» **Directive**
Pick out each line of the listing below that contains the word "surface", and reproduce those lines unchanged.

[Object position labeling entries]
= = = = =

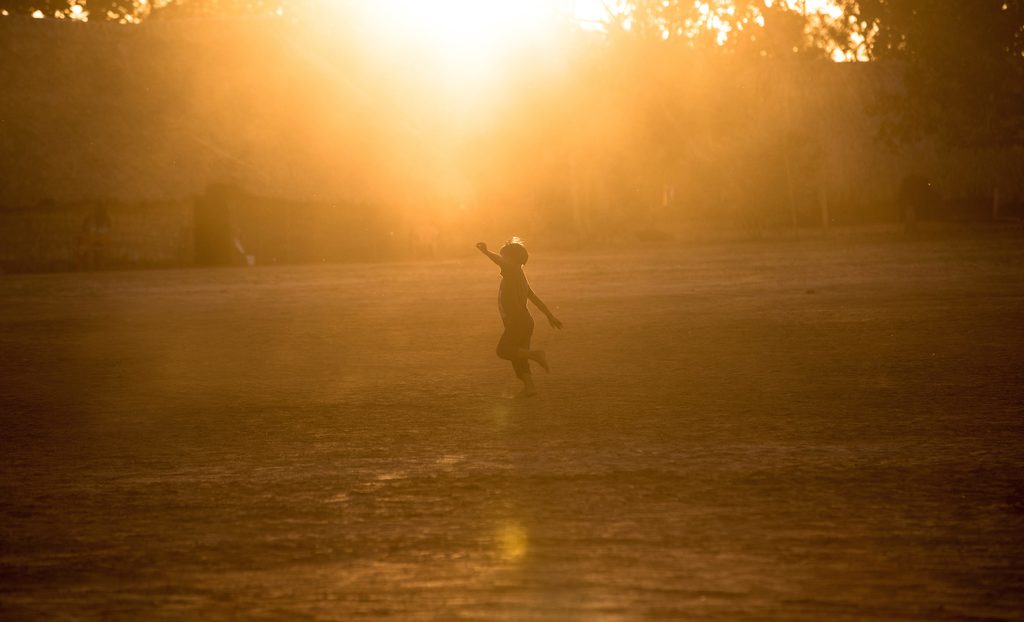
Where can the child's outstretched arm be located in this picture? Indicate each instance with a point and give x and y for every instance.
(491, 255)
(555, 322)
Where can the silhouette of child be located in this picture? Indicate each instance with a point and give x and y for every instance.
(513, 293)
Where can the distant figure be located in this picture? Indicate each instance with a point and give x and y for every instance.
(92, 238)
(916, 198)
(512, 295)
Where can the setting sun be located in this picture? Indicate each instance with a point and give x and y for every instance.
(462, 35)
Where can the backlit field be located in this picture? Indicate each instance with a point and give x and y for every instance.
(801, 430)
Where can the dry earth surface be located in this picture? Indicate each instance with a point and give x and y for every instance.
(825, 429)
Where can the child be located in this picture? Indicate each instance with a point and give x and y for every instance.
(512, 295)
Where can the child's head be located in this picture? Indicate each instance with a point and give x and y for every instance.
(515, 251)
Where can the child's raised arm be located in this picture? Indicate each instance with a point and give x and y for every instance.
(491, 255)
(555, 322)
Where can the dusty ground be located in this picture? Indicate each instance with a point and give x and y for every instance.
(803, 430)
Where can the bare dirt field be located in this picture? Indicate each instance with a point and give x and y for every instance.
(826, 429)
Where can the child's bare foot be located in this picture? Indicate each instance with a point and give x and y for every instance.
(541, 358)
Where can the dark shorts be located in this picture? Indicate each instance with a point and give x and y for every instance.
(516, 337)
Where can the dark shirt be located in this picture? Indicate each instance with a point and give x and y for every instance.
(512, 294)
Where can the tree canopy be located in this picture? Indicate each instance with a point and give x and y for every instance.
(962, 63)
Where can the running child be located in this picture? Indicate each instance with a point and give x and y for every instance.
(513, 292)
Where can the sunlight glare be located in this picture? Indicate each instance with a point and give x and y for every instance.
(464, 36)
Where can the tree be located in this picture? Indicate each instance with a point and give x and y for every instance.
(962, 68)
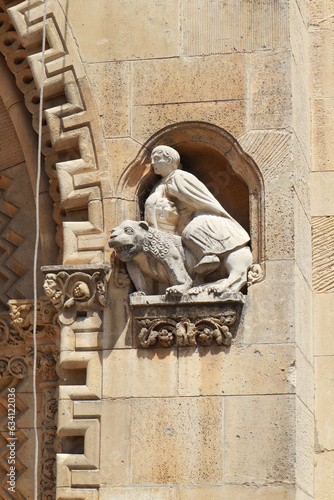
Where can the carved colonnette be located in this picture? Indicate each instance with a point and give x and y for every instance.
(76, 160)
(16, 359)
(79, 294)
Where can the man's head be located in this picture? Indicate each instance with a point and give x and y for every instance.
(164, 160)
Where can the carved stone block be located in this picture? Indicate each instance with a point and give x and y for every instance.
(202, 320)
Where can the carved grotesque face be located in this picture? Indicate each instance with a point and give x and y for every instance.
(50, 285)
(127, 239)
(162, 160)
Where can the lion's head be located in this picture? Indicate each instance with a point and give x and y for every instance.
(128, 239)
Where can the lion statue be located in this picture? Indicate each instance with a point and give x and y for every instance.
(158, 263)
(154, 259)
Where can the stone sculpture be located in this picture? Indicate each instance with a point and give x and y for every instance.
(154, 259)
(204, 248)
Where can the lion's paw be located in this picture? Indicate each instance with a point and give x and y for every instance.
(196, 290)
(217, 289)
(139, 293)
(177, 290)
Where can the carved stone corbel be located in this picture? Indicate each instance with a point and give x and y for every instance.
(190, 321)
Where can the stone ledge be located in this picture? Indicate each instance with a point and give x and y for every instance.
(189, 320)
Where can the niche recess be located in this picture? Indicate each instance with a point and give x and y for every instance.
(214, 157)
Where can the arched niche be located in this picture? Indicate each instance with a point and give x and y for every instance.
(215, 157)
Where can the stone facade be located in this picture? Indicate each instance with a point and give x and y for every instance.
(149, 398)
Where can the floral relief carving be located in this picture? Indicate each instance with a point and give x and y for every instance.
(72, 292)
(22, 318)
(168, 332)
(195, 322)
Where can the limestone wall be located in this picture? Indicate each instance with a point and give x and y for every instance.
(253, 82)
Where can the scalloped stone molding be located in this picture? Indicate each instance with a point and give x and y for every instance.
(76, 158)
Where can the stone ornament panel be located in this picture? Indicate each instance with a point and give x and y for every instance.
(79, 295)
(76, 159)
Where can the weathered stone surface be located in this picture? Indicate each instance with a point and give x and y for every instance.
(115, 442)
(111, 83)
(267, 26)
(324, 475)
(145, 373)
(122, 36)
(277, 323)
(142, 493)
(256, 369)
(179, 81)
(270, 88)
(121, 152)
(280, 220)
(299, 68)
(271, 150)
(323, 74)
(183, 443)
(146, 120)
(245, 492)
(304, 447)
(259, 450)
(302, 241)
(323, 395)
(323, 142)
(304, 322)
(324, 324)
(322, 185)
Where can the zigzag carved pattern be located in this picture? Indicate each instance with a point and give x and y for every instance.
(10, 269)
(323, 253)
(75, 151)
(271, 150)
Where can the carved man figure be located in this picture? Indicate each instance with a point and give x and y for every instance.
(207, 230)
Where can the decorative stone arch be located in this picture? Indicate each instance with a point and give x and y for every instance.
(75, 153)
(224, 154)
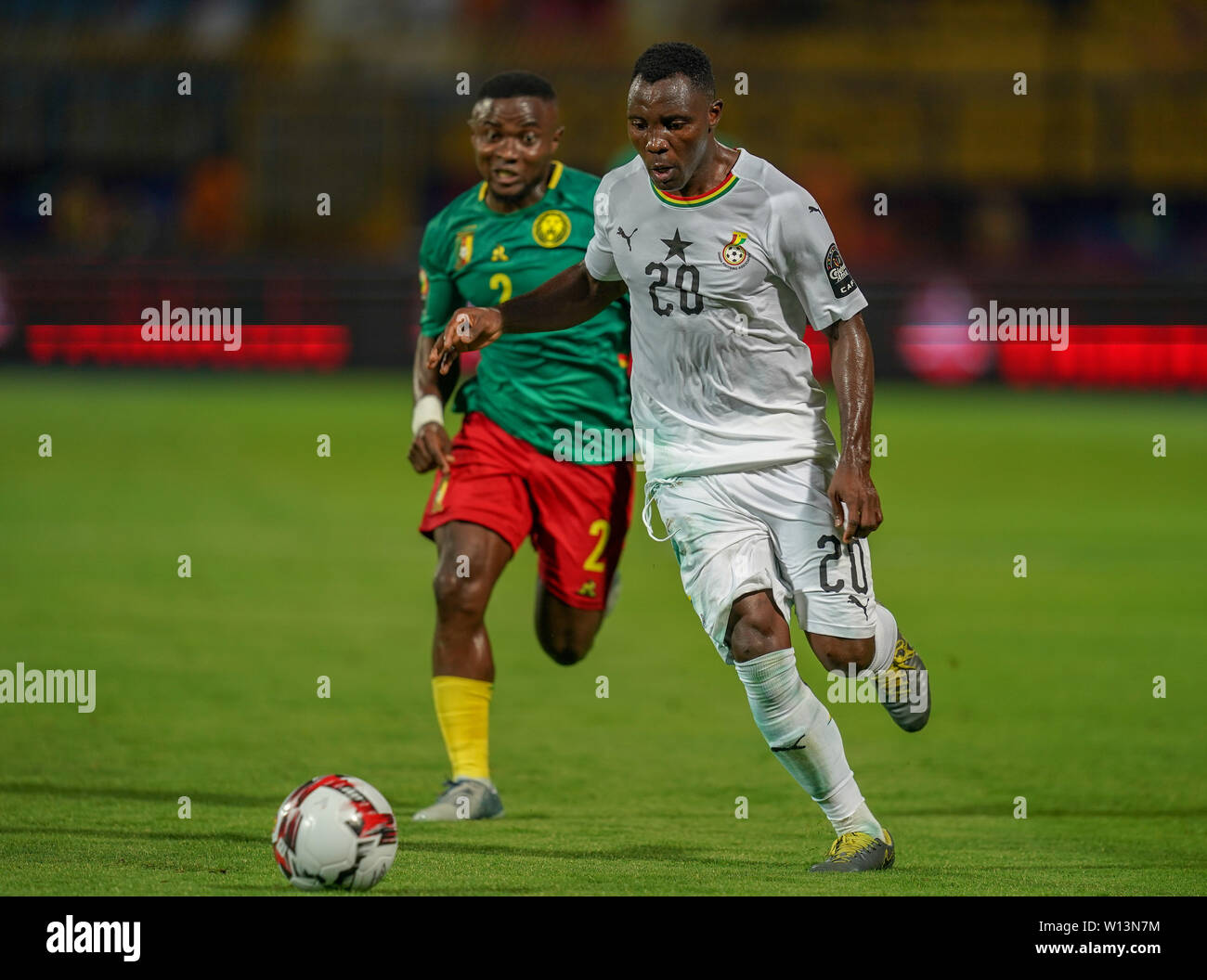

= = = = =

» **Problem solution**
Where can the dry earth surface be located in this picture? Indicate each instance with a point and give x and y for every instance.
Where can the weathered stone surface be located in this picture? Indicate each instance with a point and give x and y for every instance.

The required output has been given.